Below are some records: retype them all exactly, but not the pictures.
::::::::
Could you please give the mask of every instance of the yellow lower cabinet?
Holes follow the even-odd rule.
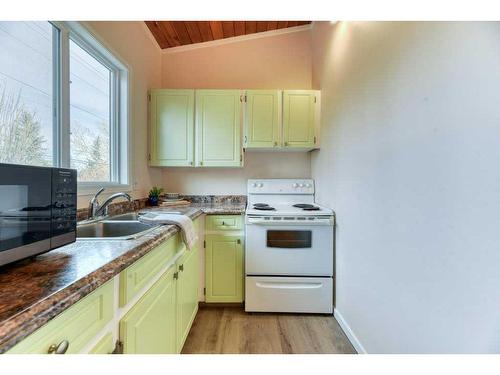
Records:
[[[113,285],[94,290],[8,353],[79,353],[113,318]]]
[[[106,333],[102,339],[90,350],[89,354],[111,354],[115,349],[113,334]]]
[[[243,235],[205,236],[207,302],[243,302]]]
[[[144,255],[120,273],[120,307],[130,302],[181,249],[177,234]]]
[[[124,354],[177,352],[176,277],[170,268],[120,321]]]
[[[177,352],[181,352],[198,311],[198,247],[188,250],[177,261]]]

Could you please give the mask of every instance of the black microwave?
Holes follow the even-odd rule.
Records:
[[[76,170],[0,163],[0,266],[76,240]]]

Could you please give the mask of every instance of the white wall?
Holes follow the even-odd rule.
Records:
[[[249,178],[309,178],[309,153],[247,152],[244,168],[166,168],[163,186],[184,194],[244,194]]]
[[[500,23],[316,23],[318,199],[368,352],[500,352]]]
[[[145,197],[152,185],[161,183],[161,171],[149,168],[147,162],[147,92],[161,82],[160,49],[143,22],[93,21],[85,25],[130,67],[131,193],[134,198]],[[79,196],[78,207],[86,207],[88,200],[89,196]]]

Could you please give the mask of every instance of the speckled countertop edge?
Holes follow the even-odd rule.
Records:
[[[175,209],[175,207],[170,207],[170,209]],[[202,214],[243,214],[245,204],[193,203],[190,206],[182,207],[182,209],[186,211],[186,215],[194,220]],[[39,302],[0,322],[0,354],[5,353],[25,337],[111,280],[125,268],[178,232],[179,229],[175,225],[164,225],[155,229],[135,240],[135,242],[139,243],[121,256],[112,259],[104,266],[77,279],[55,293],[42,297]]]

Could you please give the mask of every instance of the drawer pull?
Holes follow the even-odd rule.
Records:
::::::::
→ **SOLUTION BELOW**
Could you please give the mask of every instance of the yellow lower cabinet?
Holes follow the even-odd rule.
Records:
[[[113,285],[94,290],[8,353],[79,353],[113,318]]]
[[[106,333],[102,339],[90,350],[89,354],[111,354],[115,349],[113,334]]]
[[[243,235],[205,236],[207,302],[243,302]]]
[[[144,255],[120,273],[120,307],[130,302],[181,249],[177,234]]]
[[[124,354],[177,352],[176,277],[170,268],[120,321]]]
[[[177,352],[181,352],[198,311],[198,247],[188,250],[177,261]]]

Could you please give the mask of every instance of the black microwave?
Holes follow the even-odd rule.
Records:
[[[76,170],[0,163],[0,266],[76,240]]]

Could you please give the mask of every instance of the white wall?
Holes follow the even-odd rule.
Records:
[[[249,178],[309,178],[309,153],[247,152],[244,168],[166,168],[163,186],[184,194],[244,194]]]
[[[500,23],[316,23],[318,199],[368,352],[500,352]]]
[[[145,197],[152,185],[161,183],[161,171],[149,168],[147,162],[147,92],[161,82],[160,49],[143,22],[93,21],[85,25],[130,67],[131,193],[134,198]],[[79,196],[78,207],[86,207],[88,200],[89,196]]]

Could you please give the mask of every instance of the speckled countertop edge?
Holes follow the even-odd rule.
Records:
[[[175,209],[175,207],[170,207],[170,209]],[[202,214],[243,214],[245,204],[193,203],[190,206],[182,207],[182,209],[186,211],[186,215],[194,220]],[[39,302],[0,322],[0,354],[5,353],[25,337],[111,280],[125,268],[178,232],[179,229],[175,225],[164,225],[155,229],[135,240],[135,242],[139,243],[121,256],[112,259],[104,266],[77,279],[55,293],[42,297]]]

Could you please give the mask of every instance of the drawer pull?
Holes follow the even-odd rule.
Records:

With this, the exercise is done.